**YOUR OBJECTIVE**
Copy each line of the data below with the word "floret".

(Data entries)
════════════════════
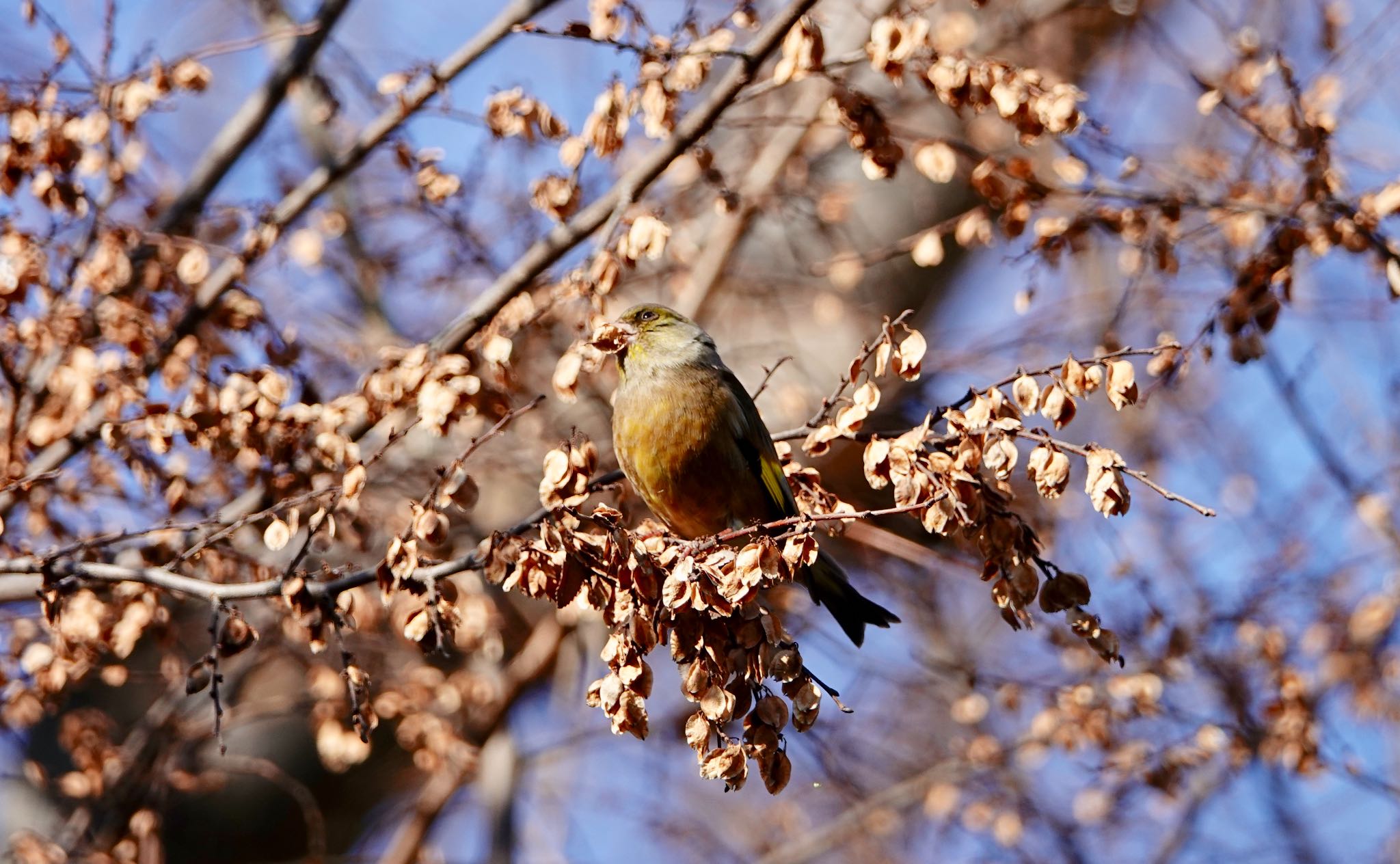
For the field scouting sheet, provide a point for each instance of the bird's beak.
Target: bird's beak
(614, 336)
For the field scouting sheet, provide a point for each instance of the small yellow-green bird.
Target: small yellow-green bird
(693, 446)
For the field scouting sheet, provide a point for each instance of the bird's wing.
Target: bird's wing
(755, 444)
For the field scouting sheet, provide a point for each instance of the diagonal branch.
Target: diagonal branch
(248, 122)
(290, 208)
(563, 239)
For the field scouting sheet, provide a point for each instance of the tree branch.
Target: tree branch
(292, 206)
(563, 239)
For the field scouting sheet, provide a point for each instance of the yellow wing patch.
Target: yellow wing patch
(775, 482)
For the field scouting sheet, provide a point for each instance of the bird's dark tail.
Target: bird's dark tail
(829, 587)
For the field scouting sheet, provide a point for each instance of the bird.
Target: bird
(693, 446)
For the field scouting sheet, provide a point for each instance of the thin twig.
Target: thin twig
(290, 208)
(1138, 475)
(768, 375)
(867, 349)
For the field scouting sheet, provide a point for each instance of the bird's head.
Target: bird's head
(656, 336)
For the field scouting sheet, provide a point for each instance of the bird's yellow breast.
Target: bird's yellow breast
(674, 437)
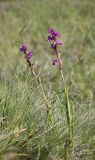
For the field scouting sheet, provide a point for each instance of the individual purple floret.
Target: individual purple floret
════════════════════
**COMPLETED EXERCISE**
For the field scouting sheet, provide a point for each instance of the individual purple floret.
Target: individual purple floret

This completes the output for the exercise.